_Estratto fornito_

Non è a livello nostro [emoji41], noi oltre i social non possiamo andare [emoji41].
Serve un megafono Nazionale .


----------



## perplesso (29 Giugno 2019)

noi intanto facciamo la nostra parte


----------



## Marjanna (29 Giugno 2019)

perplesso ha detto:


> qui si sta parlando di strappare bambini alle famiglie naturali per affidarli alle "famiglie arcobaleno"
> 
> questo è un altro esempio di nazigenderismo


Secondo me sei fuori strada, ci sono troppe persone in mezzo, il fulcro non sta lì. Nei gender. Anche se probabilmente sono stati visti come possibili "compratori". 
Non è la prima volta che si sente di assistenti sociali fare, concedimi il termine, cazzate levando bambini che vengono sbattuti in situazioni anche peggiori. E questo è il dato più grave. Che queste persone non vengano in qualche modo monitorate.
Infatti qui c'è un collegamento ad una Onlus _Hansel e Gretel_ del torinese già nota, qui si parla del 1993: 
http://www.vita.it/it/article/2019/06/27/il-caso-degli-abusi-sui-bambini-di-bibbiano-e-legato-allinchiesta-vele/152033/
https://www.huffingtonpost.it/entry/sventato-un-secondo-caso-veleno_it_5d149e12e4b0e455603862d1
I podcast: https://lab.gedidigital.it/repubblica/2017/veleno/index.php
Se si ascoltano si può capire il livello di manipolazione a cui venivano portati i bambini. Va ascoltato tutto altrimenti non capite niente.
(Cliccando in alto a sinistra si possono accedere ai successivi episodi).


----------



## danny (30 Giugno 2019)

perplesso ha detto:


> a me inmpressiona il fatto che se ne parli così poco, di questa notizia.


Sono tutti distratti dalla capitana. 
Chissà perché.


----------



## danny (30 Giugno 2019)

https://www.avvenire.it/attualita/pagine/finale-emilia-ora-nuovi-processi
Questo è spaventoso


----------



## danny (30 Giugno 2019)

L'ideologia è qualcosa che a un certo punto può appropriarsi di contenuti mutandoli per obiettivi diversi.
Porto un esempio banale. 
Oggi al Gay Pride ha sfilato un'associazione naturista orientata a sinistra con uno slogan 'Nudi siamo tutti uguali'.
Il naturismo è vivere in armonia con la natura, ma ciò che lo distingue da una sauna di soli uomini o da un sito di incontri per gay è la condivisione della nudità maschile e femminile liberata da tutte le costruzioni erotiche e non date dai vestiti.

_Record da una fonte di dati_
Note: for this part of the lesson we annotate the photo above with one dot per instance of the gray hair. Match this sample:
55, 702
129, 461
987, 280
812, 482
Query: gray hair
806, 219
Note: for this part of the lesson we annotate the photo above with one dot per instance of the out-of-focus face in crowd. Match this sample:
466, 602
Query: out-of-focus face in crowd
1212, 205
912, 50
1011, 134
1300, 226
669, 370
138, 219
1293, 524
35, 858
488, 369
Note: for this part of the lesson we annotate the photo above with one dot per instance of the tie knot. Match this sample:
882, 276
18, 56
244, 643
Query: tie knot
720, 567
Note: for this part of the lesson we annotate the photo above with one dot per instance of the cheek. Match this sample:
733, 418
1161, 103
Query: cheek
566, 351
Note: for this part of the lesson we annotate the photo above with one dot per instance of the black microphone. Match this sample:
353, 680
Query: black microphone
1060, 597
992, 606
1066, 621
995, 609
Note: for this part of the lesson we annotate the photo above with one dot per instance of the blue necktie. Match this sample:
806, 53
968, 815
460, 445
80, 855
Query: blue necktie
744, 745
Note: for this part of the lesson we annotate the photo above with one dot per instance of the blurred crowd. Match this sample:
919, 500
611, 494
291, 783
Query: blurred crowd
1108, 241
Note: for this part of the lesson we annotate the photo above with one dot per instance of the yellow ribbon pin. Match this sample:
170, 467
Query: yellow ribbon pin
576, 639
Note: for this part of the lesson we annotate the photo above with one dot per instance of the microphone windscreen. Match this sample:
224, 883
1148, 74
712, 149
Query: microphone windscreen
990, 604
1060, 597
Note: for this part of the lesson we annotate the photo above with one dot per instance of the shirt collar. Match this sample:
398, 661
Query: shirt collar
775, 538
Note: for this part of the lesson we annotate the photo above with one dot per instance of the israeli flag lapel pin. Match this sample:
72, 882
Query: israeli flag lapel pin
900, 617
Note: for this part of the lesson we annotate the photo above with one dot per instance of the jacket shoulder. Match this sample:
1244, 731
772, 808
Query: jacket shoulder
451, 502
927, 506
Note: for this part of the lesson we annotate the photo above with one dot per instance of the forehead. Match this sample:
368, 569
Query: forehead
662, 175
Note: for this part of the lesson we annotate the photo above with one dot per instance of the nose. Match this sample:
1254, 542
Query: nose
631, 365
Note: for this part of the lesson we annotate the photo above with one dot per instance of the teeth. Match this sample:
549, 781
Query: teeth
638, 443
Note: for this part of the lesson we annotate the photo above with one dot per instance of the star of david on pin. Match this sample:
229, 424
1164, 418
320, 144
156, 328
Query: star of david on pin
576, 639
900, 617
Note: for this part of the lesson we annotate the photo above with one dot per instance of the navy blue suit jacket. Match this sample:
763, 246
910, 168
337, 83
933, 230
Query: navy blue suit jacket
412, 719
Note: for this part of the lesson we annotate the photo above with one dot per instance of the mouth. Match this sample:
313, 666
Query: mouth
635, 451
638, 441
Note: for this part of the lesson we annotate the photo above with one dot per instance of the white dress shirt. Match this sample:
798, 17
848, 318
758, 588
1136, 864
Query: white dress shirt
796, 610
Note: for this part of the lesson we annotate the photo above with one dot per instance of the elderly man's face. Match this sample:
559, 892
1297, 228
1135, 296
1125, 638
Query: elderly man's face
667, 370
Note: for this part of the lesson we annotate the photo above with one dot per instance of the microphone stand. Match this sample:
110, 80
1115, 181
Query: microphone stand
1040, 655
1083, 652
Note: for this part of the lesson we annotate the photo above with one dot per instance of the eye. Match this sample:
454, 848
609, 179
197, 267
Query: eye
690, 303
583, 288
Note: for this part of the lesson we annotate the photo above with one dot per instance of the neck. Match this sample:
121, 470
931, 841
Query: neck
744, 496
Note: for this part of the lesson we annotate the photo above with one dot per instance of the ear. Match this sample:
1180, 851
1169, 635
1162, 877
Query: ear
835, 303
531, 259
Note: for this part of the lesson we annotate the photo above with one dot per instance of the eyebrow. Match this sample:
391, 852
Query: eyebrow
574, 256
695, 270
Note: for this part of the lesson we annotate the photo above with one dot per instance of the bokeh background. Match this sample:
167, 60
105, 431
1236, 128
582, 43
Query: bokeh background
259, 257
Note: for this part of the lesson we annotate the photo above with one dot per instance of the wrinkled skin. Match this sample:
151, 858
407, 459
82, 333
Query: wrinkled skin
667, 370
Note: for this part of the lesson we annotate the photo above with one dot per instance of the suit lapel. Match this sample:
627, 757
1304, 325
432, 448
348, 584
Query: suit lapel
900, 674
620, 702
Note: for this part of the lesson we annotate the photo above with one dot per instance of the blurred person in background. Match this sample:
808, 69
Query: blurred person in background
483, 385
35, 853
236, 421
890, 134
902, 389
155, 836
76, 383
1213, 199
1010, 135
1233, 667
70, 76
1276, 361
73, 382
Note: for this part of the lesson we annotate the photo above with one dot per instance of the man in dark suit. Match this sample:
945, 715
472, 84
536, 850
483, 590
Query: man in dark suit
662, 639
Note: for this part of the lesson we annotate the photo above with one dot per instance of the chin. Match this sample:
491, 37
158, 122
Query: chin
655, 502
==
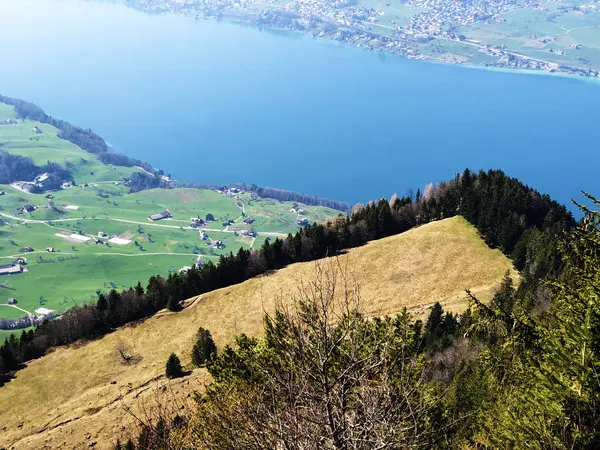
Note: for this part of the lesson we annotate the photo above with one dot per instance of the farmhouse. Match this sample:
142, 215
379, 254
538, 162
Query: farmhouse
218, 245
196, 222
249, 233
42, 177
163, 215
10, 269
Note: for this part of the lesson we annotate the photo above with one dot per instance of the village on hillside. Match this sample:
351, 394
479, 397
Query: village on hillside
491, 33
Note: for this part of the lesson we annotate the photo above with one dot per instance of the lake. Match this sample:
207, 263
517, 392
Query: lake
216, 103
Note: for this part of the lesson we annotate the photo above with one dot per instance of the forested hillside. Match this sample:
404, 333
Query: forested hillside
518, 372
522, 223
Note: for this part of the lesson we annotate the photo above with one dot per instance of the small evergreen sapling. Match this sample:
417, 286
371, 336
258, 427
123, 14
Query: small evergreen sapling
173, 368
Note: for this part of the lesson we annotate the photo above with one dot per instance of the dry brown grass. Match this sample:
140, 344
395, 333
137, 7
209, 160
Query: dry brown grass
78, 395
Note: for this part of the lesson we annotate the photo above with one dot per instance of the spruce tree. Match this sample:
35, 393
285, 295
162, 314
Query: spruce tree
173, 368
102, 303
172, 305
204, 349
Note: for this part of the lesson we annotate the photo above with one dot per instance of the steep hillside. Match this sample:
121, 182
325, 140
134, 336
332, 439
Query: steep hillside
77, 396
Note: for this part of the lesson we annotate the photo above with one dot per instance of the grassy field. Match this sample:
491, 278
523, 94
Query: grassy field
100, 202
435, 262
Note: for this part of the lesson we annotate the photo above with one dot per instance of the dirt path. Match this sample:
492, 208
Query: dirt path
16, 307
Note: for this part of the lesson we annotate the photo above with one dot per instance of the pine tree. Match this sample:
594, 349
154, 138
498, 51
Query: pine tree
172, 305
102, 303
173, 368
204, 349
* * *
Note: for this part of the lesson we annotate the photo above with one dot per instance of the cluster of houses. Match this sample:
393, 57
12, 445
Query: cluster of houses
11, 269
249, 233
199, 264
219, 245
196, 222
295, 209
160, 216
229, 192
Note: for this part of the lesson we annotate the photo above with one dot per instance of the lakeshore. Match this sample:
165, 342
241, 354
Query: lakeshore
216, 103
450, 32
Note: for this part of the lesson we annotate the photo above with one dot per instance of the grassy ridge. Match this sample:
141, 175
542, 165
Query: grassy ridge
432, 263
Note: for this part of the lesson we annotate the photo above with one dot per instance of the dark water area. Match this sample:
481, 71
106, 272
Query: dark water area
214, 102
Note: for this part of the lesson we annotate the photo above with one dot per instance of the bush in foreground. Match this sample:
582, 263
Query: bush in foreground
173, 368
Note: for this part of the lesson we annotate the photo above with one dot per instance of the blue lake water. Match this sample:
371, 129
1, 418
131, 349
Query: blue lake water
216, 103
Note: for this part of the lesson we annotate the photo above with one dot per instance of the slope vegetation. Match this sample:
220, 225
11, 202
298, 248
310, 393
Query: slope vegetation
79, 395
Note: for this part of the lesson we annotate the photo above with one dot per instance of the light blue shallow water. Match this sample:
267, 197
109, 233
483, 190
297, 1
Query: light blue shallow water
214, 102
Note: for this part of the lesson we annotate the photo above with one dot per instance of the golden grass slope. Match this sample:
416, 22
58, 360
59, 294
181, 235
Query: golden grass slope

_Consegna_
Nell'estratto del forum, sostituisci "assistenti sociali" con "operatori sociali" nel passo da "Non è la prima" a "non capite niente." e riporta il passo così modificato.

_Soluzione_
Non è la prima volta che si sente di operatori sociali fare, concedimi il termine, cazzate levando bambini che vengono sbattuti in situazioni anche peggiori. E questo è il dato più grave. Che queste persone non vengano in qualche modo monitorate.
Infatti qui c'è un collegamento ad una Onlus _Hansel e Gretel_ del torinese già nota, qui si parla del 1993: 
http://www.vita.it/it/article/2019/06/27/il-caso-degli-abusi-sui-bambini-di-bibbiano-e-legato-allinchiesta-vele/152033/
https://www.huffingtonpost.it/entry/sventato-un-secondo-caso-veleno_it_5d149e12e4b0e455603862d1
I podcast: https://lab.gedidigital.it/repubblica/2017/veleno/index.php
Se si ascoltano si può capire il livello di manipolazione a cui venivano portati i bambini. Va ascoltato tutto altrimenti non capite niente.